Domestic abuse is a scourge on our society. We must take robust and meaningful action to tackle the perpetrators and protect the victims of this despicable crime. I warmly welcome the Bill and the Government amendments that recognise the vulnerability of children, victims giving evidence in court and those in sexual relationships.
I wish to speak on three new clauses. First, new clause 28 extends a temporary provision for abortion pills to be posted and taken at home, threatening to hijack the Bill and draw our focus away from the very serious subject matter at hand. Abortion is an incredibly sensitive matter that deserves close consideration. Such a seismic change to the law should not be tacked on to a domestic abuse Bill as an amendment, as it lessens some of its impact. Disturbingly, the new clause does not have a gestation period limit and is not limited to medical abortion. In terms of addressing domestic abuse, as we have heard, the new clause could in fact worsen the very problem that it tries to address. By removing confidential face-to-face meetings between women and a medical professional, it becomes impossible for clinicians to establish whether the woman was coerced into requesting the home pill or even whether it was in fact her on the telephone. This is a serious point. We should not do anything that could make domestic abuse any worse.
I now wish to focus particularly carefully on the two Government amendments. New clause 15 concerns children as victims of domestic abuse. It provides that references in the Bill to a victim of domestic abuse include children who see, hear or experience the effects of abuse. This is incredibly important, because someone can be abused but not actually physically harmed themselves. Some 831,000 children in England alone are living in households that have reported domestic abuse. It is the most common additional factor of need identified at the end of children’s social care assessment, being identified in more than half of relevant assessments. This is a shockingly high figure. Domestic abuse has a devastating impact on young people, resulting in emotional, social, physiological and behavioural difficulties, with short-term and long-term implications. Children are always blameless in these situations, and every child deserves to live in a stable and secure home. Witnessing abuse is frightening and damaging, and it is only right that children are regarded as victims, for in this situation they are clearly are, and it is a great change that is happening in this Bill. The new clause is clearly worded and gives protection to some of the most vulnerable people in society—our children.

■ ■ ■ ■ ■ ■ ■

# PROBLEM TO SOLVE:
According to the speech on domestic abuse, how many children in England alone are living in households that have reported domestic abuse?

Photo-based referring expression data

■ ■ ■ ■ ■ ■ ■

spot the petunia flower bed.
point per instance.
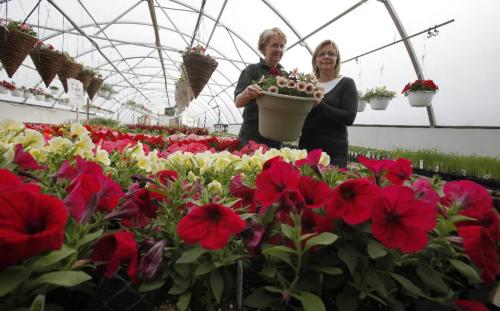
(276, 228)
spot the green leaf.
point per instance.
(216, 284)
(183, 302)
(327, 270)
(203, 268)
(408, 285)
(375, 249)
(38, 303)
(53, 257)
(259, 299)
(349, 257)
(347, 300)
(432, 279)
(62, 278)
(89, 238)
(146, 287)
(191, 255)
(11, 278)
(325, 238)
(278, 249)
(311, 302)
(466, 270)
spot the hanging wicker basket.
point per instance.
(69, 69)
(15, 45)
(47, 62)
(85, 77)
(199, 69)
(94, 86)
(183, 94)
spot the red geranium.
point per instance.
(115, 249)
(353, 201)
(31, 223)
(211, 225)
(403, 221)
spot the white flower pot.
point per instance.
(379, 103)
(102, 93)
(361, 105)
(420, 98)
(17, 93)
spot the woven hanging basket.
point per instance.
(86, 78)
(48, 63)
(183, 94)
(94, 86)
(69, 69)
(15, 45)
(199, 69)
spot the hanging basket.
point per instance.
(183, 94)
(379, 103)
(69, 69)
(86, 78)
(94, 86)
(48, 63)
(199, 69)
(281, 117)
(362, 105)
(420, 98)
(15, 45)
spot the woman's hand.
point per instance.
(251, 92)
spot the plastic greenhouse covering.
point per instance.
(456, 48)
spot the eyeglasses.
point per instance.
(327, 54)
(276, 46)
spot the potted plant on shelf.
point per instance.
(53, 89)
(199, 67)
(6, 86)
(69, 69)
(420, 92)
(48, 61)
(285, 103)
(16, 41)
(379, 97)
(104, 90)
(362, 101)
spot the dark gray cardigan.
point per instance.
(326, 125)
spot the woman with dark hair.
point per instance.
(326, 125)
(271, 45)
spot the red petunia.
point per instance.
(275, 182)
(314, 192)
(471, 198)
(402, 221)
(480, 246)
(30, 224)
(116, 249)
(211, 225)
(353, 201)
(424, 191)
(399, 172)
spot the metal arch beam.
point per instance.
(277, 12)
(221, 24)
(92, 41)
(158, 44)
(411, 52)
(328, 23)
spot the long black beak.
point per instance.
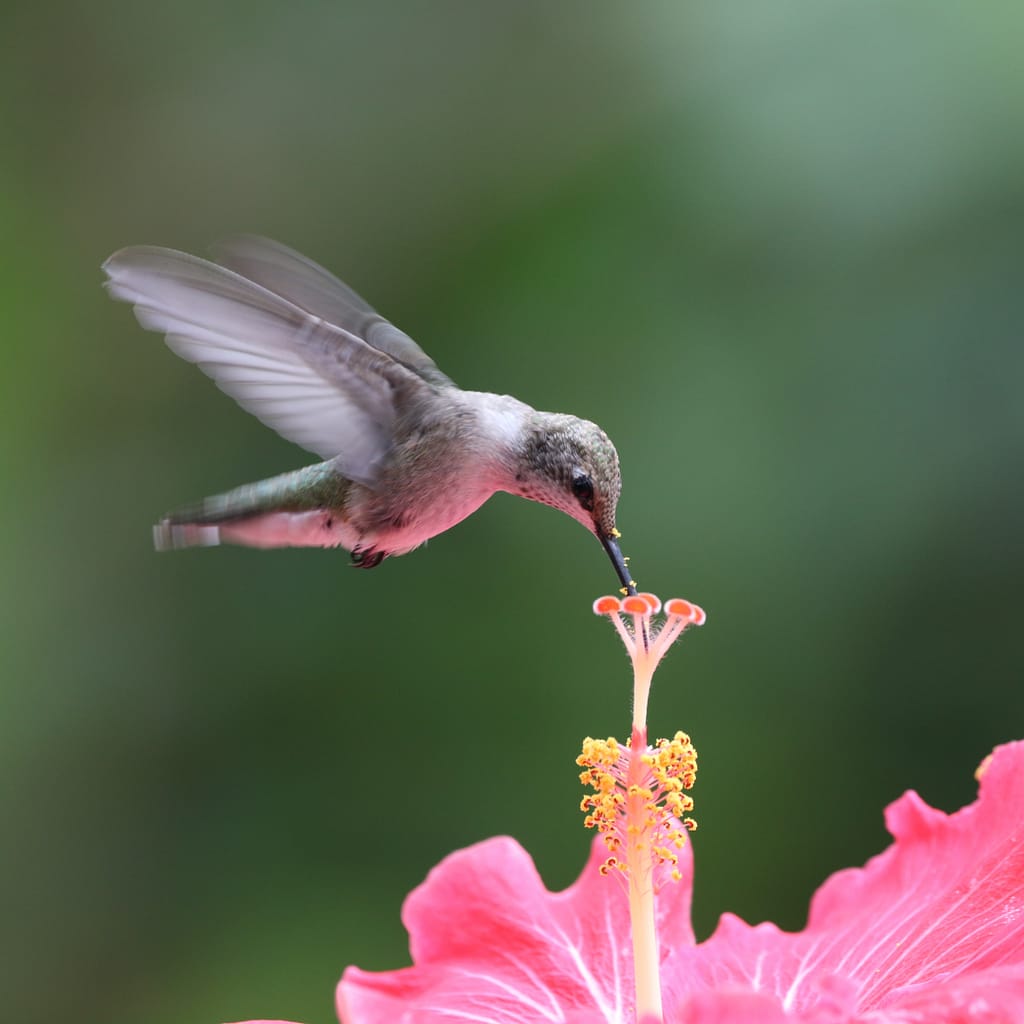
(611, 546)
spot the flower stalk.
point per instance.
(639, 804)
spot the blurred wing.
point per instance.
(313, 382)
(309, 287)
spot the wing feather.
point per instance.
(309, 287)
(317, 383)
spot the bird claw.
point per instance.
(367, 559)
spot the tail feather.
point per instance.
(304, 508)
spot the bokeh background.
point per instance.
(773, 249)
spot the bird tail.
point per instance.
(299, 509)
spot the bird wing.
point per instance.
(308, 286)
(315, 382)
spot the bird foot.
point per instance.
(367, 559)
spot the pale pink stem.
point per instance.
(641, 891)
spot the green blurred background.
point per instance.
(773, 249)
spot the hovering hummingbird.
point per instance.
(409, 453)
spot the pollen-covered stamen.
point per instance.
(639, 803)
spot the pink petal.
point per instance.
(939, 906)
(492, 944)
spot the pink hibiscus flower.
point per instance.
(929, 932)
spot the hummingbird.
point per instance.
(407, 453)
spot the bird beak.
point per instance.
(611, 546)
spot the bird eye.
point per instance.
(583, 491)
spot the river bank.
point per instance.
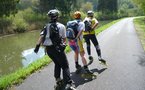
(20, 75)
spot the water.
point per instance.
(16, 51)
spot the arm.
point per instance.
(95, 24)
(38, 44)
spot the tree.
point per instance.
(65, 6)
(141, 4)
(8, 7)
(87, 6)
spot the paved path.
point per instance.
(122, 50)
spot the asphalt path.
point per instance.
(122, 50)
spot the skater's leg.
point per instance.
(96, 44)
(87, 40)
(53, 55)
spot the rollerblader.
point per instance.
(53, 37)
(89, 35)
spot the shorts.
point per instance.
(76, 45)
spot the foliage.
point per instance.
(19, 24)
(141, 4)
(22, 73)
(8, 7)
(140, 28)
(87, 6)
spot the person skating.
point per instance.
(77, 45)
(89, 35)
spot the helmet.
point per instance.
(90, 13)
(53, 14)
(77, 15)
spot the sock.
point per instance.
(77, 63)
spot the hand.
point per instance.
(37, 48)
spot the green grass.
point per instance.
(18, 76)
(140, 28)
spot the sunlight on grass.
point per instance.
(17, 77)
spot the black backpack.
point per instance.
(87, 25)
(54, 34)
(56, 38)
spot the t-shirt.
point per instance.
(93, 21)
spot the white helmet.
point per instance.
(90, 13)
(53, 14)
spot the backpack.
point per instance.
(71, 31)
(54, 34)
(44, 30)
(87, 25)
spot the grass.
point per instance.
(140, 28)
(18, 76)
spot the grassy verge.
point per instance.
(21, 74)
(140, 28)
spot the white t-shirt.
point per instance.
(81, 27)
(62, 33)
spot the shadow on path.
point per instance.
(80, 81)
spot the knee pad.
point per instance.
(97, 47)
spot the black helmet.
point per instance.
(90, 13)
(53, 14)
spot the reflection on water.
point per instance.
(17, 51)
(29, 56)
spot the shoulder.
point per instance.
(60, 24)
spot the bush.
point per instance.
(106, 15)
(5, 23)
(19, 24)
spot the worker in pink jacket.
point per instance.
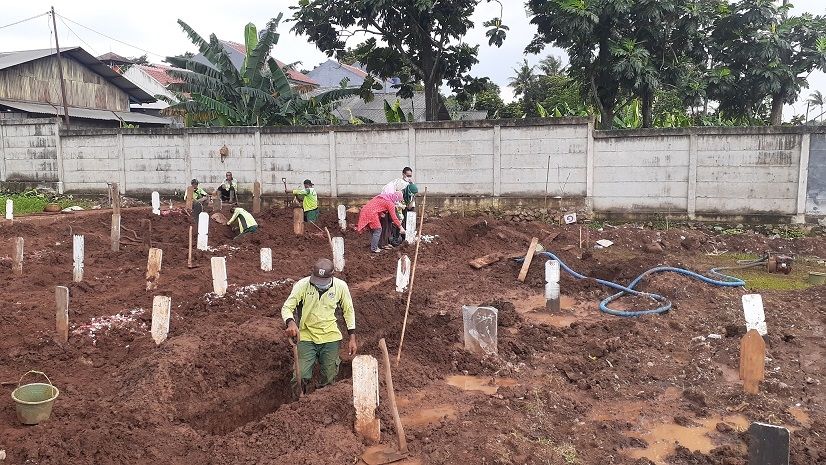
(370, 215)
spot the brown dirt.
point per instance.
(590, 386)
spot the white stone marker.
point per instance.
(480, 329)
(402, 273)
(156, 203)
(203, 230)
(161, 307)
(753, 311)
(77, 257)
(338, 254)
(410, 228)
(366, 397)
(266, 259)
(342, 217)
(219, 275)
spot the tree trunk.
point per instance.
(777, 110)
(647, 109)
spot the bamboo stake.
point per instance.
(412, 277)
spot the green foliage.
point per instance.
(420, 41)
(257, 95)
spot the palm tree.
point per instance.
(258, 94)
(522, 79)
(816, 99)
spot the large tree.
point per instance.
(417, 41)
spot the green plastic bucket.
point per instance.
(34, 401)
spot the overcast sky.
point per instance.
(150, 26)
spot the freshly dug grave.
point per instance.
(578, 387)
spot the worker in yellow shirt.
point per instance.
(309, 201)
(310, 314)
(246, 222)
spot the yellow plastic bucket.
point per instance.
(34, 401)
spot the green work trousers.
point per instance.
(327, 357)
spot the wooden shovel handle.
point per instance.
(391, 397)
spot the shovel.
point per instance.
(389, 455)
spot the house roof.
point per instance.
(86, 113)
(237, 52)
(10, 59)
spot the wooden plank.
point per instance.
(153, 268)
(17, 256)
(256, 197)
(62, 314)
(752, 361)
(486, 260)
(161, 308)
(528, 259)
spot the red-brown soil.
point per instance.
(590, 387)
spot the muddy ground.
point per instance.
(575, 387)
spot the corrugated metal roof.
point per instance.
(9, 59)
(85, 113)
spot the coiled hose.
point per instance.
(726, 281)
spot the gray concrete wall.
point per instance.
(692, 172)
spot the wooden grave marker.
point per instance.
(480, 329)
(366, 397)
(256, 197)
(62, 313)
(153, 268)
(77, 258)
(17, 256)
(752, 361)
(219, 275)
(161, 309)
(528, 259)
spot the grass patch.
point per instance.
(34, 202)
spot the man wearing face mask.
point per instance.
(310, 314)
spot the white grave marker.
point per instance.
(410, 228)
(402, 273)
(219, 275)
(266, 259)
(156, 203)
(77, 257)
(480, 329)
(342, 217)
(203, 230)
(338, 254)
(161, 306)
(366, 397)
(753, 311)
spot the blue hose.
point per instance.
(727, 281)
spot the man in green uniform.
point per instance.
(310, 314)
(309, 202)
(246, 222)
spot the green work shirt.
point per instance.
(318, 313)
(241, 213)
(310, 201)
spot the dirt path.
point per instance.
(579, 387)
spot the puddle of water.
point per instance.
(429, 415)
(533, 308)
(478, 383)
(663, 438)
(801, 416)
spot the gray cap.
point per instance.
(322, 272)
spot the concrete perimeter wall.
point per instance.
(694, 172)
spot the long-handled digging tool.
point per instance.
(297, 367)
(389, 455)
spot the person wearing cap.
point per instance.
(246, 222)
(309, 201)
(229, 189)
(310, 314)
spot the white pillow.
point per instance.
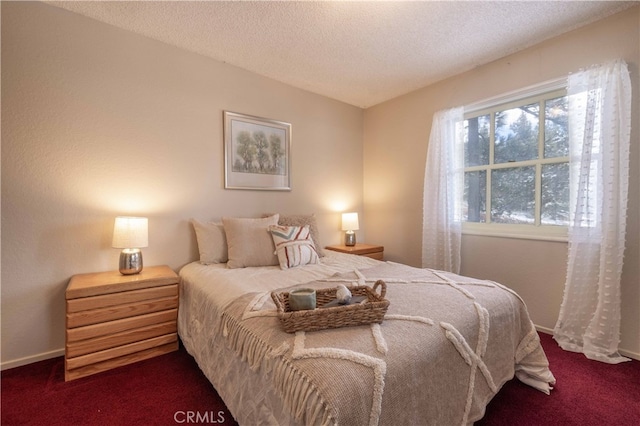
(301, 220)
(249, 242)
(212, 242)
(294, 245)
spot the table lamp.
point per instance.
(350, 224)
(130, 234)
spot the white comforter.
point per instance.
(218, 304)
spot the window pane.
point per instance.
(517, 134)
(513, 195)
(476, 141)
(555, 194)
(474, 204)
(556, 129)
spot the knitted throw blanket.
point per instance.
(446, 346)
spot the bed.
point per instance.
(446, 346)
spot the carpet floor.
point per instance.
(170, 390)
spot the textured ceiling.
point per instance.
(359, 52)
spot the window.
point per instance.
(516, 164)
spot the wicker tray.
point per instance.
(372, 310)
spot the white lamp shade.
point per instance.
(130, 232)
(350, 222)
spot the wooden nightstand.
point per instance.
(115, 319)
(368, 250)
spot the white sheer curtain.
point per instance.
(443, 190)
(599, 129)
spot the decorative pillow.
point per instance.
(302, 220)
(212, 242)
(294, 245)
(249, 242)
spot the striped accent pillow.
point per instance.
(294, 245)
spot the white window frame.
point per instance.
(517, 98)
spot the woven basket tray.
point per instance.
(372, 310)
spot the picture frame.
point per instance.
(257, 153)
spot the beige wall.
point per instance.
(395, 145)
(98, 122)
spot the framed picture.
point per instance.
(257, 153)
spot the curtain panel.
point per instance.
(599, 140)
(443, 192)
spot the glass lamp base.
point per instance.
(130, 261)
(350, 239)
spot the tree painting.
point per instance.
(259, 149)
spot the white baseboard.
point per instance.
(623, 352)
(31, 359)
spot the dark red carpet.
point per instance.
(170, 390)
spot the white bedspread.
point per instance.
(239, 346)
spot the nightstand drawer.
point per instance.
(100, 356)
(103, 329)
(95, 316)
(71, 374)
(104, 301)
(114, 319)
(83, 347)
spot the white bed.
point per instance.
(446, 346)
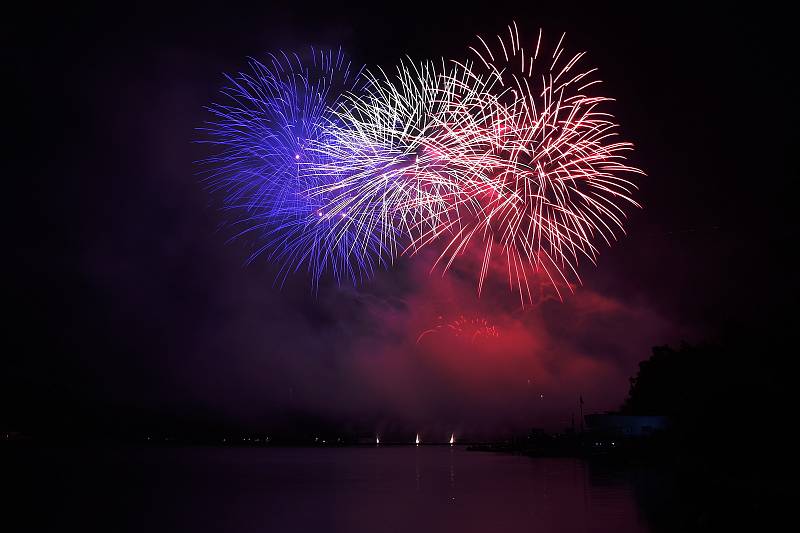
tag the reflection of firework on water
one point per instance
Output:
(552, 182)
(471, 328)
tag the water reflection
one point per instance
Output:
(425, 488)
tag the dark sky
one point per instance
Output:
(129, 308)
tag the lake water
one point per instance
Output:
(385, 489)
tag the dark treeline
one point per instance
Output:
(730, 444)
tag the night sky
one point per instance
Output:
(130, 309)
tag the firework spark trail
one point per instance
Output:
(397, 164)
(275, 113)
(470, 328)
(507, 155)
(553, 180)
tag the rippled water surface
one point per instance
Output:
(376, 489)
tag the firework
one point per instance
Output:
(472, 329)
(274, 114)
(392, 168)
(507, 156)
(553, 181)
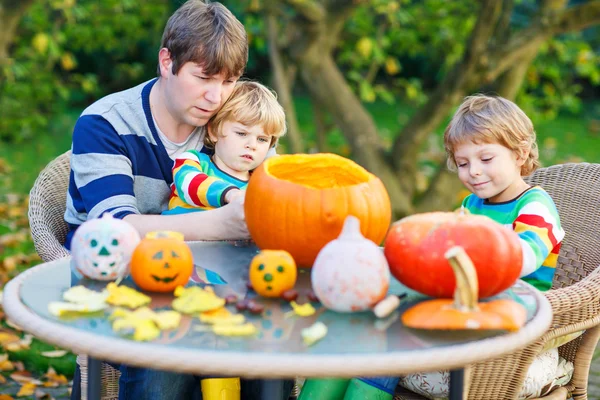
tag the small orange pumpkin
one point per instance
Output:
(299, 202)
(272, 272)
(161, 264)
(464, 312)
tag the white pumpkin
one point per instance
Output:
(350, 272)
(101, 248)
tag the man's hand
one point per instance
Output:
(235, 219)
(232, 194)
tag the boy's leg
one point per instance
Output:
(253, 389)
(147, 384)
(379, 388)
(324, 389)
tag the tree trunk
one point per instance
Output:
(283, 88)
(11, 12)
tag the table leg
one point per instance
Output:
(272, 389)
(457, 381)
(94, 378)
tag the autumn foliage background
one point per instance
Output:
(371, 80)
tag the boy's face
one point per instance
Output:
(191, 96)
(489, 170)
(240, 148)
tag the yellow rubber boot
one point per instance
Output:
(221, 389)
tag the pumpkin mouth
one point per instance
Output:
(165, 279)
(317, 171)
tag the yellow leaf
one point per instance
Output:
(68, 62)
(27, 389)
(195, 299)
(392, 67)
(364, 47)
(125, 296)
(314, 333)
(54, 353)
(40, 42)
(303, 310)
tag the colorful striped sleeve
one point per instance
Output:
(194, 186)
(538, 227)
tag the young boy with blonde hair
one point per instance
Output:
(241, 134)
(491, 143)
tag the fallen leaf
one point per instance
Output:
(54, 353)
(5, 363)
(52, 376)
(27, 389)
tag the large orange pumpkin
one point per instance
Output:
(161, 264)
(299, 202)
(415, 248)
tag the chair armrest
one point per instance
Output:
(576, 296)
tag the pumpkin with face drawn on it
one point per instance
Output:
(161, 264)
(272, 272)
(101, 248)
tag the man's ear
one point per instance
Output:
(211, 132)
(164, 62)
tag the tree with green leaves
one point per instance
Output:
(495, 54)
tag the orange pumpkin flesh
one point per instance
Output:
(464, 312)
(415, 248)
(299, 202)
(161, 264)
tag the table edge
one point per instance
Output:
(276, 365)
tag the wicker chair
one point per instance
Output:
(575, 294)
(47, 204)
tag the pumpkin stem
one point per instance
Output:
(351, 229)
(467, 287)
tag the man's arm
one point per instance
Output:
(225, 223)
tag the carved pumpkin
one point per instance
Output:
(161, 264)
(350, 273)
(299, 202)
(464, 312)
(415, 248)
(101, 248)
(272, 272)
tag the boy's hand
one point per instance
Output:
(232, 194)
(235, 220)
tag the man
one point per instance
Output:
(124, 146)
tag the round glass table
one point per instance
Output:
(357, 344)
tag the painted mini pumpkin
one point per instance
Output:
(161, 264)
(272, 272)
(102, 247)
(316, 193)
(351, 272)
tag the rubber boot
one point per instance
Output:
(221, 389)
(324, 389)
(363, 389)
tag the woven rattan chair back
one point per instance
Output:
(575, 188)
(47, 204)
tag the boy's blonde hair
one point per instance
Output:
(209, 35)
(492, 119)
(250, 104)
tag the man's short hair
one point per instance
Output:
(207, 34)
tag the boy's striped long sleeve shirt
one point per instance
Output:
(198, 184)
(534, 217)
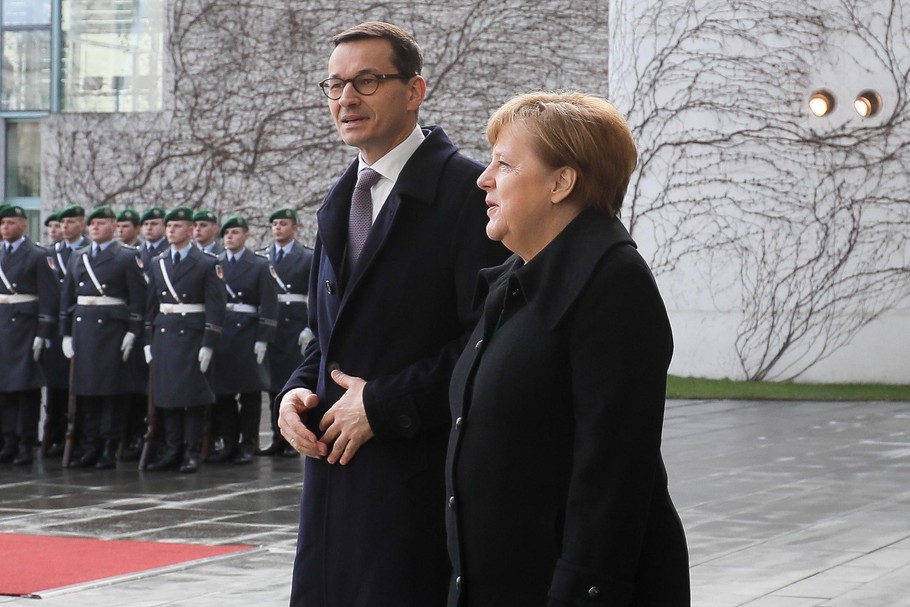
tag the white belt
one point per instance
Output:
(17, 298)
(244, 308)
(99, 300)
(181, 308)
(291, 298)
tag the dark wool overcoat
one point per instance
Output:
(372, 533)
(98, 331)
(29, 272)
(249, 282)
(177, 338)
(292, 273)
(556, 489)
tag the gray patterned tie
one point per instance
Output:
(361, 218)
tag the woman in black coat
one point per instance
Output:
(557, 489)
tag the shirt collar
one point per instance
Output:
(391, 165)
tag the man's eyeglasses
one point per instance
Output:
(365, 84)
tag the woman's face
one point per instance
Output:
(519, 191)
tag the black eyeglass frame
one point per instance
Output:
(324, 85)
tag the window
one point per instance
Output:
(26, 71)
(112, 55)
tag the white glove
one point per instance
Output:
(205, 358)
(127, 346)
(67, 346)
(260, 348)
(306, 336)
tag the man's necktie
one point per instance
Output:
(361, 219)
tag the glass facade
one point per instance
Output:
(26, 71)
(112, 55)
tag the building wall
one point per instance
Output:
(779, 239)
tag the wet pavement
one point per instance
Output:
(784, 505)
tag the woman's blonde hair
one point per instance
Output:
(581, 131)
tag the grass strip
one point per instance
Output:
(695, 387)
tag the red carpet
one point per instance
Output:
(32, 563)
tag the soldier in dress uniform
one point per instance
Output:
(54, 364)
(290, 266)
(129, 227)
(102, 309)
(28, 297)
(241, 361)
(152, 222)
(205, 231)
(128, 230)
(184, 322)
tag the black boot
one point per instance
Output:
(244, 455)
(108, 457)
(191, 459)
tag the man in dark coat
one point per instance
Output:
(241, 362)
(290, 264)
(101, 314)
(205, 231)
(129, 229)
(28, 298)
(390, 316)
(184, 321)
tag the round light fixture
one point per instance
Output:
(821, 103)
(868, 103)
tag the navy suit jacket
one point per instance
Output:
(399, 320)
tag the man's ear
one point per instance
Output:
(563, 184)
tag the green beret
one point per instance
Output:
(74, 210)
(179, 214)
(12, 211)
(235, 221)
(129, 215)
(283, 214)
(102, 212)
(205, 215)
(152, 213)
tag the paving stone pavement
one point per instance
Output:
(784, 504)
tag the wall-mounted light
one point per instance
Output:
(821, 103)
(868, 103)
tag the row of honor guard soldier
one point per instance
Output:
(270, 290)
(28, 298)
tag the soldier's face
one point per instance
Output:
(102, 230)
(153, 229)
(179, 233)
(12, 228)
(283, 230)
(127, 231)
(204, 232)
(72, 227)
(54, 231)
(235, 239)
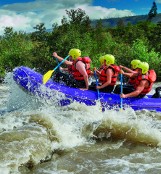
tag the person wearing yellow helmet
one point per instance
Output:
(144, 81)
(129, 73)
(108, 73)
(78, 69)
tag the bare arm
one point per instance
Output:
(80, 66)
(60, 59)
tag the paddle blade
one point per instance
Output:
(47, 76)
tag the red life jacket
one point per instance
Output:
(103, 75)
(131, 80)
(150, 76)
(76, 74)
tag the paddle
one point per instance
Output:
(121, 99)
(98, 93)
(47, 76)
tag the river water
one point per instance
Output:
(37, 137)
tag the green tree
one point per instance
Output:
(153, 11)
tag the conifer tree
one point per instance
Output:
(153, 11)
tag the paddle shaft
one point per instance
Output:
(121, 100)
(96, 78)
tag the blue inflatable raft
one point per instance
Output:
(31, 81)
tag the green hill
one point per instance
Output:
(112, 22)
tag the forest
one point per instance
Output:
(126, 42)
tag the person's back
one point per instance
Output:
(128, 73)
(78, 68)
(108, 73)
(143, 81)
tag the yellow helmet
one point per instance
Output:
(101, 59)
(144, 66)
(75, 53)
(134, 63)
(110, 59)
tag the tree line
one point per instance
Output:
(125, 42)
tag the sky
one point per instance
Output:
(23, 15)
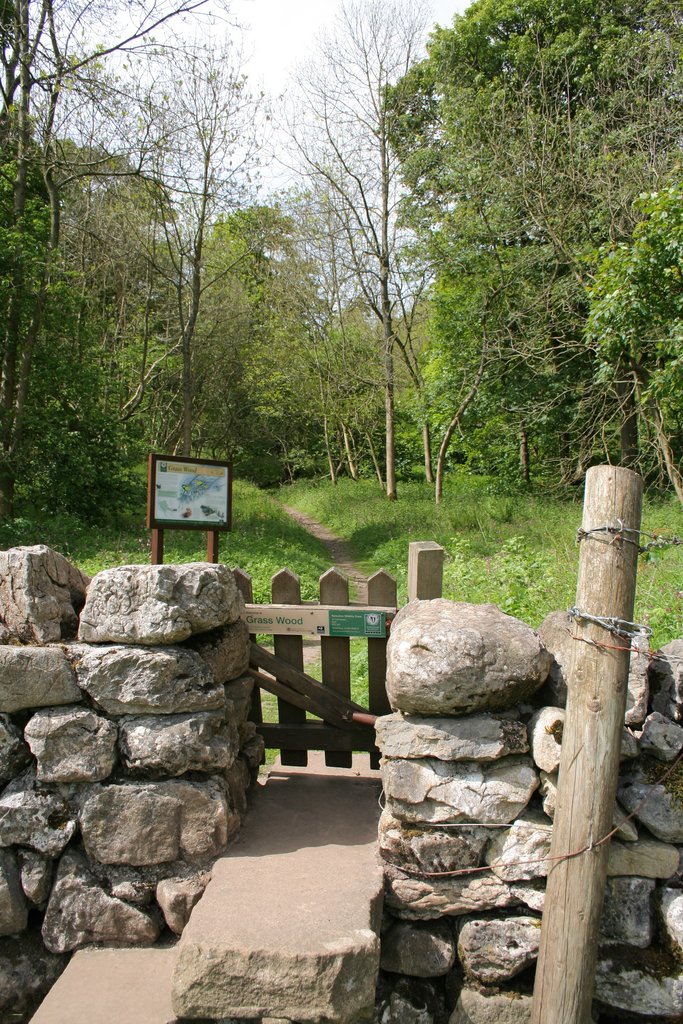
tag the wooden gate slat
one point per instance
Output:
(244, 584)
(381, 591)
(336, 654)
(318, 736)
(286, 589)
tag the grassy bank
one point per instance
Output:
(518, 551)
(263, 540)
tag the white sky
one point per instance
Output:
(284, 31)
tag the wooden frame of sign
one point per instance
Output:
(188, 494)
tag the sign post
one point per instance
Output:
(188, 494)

■ ■ ■ ■ ■ ■ ■

# OUTPUT BELOW:
Some 831,000 children.